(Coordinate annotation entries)
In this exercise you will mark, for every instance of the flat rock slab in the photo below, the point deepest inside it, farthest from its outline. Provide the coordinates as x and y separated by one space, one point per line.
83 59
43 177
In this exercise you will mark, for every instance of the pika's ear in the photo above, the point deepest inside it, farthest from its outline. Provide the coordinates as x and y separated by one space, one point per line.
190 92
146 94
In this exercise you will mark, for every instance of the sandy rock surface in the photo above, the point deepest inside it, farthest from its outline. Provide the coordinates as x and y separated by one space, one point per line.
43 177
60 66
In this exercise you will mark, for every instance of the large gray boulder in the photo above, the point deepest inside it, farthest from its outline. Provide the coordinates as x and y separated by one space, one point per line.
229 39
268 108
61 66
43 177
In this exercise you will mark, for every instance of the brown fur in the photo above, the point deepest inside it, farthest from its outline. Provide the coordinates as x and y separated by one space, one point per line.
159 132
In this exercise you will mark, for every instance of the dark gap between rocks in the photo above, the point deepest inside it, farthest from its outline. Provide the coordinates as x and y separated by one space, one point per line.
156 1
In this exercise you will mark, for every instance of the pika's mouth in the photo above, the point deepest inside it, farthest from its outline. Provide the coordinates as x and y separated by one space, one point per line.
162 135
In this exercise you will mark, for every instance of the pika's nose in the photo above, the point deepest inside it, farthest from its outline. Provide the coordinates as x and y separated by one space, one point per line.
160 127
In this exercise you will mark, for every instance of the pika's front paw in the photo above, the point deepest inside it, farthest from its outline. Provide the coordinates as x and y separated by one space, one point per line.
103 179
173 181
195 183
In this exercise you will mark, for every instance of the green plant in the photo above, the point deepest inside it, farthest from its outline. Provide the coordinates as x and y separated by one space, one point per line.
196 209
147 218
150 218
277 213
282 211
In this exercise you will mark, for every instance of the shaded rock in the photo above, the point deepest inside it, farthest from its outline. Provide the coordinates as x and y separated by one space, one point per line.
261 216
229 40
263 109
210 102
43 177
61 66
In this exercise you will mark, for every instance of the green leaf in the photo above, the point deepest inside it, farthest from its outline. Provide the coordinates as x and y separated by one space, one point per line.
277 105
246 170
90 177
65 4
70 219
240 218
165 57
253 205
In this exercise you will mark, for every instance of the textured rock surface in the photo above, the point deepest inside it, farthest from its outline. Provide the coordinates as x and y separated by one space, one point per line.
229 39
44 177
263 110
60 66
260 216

AIM OF THE EXERCISE —
Can you reproduce every row above word for word, with nothing changed?

RESPONSE —
In this exercise you will mark, for every instance of the flat rock slab in the photo below, the point deepest inside it, farthest from its outline. Provide the coordinates as x and y separated by one space, one point per line.
83 59
43 177
In this exercise you will mark, for every instance of the pika's ear in the photo above, the point deepest inside it, farthest from its outline. Provide the coordinates as x and y separated by one space, one point per line.
190 92
146 94
In this exercise you will mark, for every instance of the sandy rock surface in the photo above, the point deepest inside it, farthest from its outline. Provide the coordinates as x and y separated by one space, one point per line.
43 177
60 66
In this exercise you will mark, for every instance of the large gray boulder in the photo above, the point deepest inside it, farthest from its outline. Provide the coordinates as x and y separated by one space, one point per line.
229 39
268 108
61 66
43 177
In this exercise you will mark, for every instance of the brown fur in the photo above, the point deepest inside it, farthest from its outline. Provide the coordinates as x and y separated by one space, one point per line.
159 132
In this exercise you will mark, for every instance of the dark gap between rocks in the photo above, the point deepest inside it, farthest from its outline. Provide the coordinates as x and y separated by one space, one point per line.
156 1
In this exercise you will mark, for every instance of the pika's mouth in the photo above, the point deepest inside it, farthest from its outline. Provide the coordinates as x and y separated by one space, one point per line.
162 135
In this exercise you will mark, for every instance of the pika's nose in the photo above, the point deepest inside it, farthest from its outline. Provide the coordinates as x and y separated by one space, one point per line.
160 127
In this exercise you will mark, for every instance of the pika's front paw in the photo above, the point deepest inside it, farthest from its outline. Provide the coordinates as x and y separated by one space, one point per line.
103 179
173 181
195 183
In this exercise you will mark, for every instance of the green plant in the photo above, the point deepest inside it, farthest from its outline. Provide the coordinates as x and y separated by one space, one point per line.
196 209
147 218
150 218
277 213
282 211
In this exercise you will mark, for every instance of the shaded rock in the photo above, the point deepest inside it, farthest from its outline. Provide the coordinates as x and y separated by one space, one point per line.
261 216
229 40
263 109
210 102
43 177
61 66
In this exercise you will mark, for every instance of the green leaf in the photo above, the point deepest inside it, farthest from its outline. Provide the coordinates as x and y separated by one space, one point per line.
277 105
246 170
90 177
65 4
70 219
240 218
165 57
253 205
In this exercise you will mark, for every instance of the textured rock surface in the photo above, the point deepest inside it, farthest from its outline. Provide the coordinates as x and y separated by one space, one point per line.
229 39
44 177
263 110
60 66
260 216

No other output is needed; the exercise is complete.